EXCERPT PROVIDED:
-- Begin --
You hear a lot of people saying that someone works well under pressure, or companies posting job descriptions that include the requirement that applicants work well under pressure.
The truth is that nobody works well under pressure. Period.
Someone may work better than a random sampling of people when put under pressure, but that’s not the same thing.
What most people consider to be “working well under pressure” generally comes down to three things – training, emotional detachment, and luck.
Training
It’s a common saying in the social circles of people who operate in high pressure situations (think special forces, EMT’s, etc) that “People don’t rise to the occasion. They fall to the level of their training.”
Pressure doesn’t bring out “the best” in you. It shows what you’ve been learning while you weren’t under pressure. It’s why you have so much repetition in training for the military or in martial arts. If you do it often enough, it’s more likely to become “second nature” – sometimes to the point of being ingrained as a spinal cord level reflex.
That’s not to say that you will do it nearly as well under pressure as you do when you’re training, but that training makes it more likely that you’ll at least be able to do it at all.
(For those of you who think otherwise, the United States military makes manuals for pretty much everything that you might have to do in the field – partially because they know how likely it is that people in the field will freeze up or forget their training).
Emotional Detachment
There are a couple of kinds of emotional detachment that I’d like to cover here.
The first is a form of emotional detachment where you legitimately don’t really care about the person or situation that’s causing the pressure. It’s caused by a lack of empathy and usually isn’t healthy for either you or the people around you.
That’s not to say that you have to care viscerally about every situation that you land in, but if you don’t care about them at all, that’s generally a really bad sign.
The other form of emotional detachment is an active choice (and often involves training to get to that point – imagine that).
It’s the ability to take a breath, step back emotionally from something you would otherwise be very invested in, and focus on now. You take the short-term action of actively ignoring the past, focus on the space right in front of you, and dedicate yourself to getting through the next five minutes because the only thing that exists at this point is right now. And then you keep doing that until you’re out of the crisis situation.
That works for very short-term situations if you can pull it off. For longer term situations, you set a goal to reach and then reassess (I’m going to keep going for 3 miles, then I’ll eat. After you eat, you have the energy to keep going and you set your next, fairly short-term goal. Lather, rinse, repeat).
-- End --
COLLECTED DATA:
-- Begin --
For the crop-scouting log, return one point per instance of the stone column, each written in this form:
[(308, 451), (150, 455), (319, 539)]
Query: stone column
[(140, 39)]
-- End --
JOB: Reproduce the passage about working under pressure from "What most people" to "do it at all.", substituting "practice" for "repetition". Rely only on the passage about working under pressure, not on the listing.

OUTPUT BELOW:
What most people consider to be “working well under pressure” generally comes down to three things – training, emotional detachment, and luck.
Training
It’s a common saying in the social circles of people who operate in high pressure situations (think special forces, EMT’s, etc) that “People don’t rise to the occasion. They fall to the level of their training.”
Pressure doesn’t bring out “the best” in you. It shows what you’ve been learning while you weren’t under pressure. It’s why you have so much practice in training for the military or in martial arts. If you do it often enough, it’s more likely to become “second nature” – sometimes to the point of being ingrained as a spinal cord level reflex.
That’s not to say that you will do it nearly as well under pressure as you do when you’re training, but that training makes it more likely that you’ll at least be able to do it at all.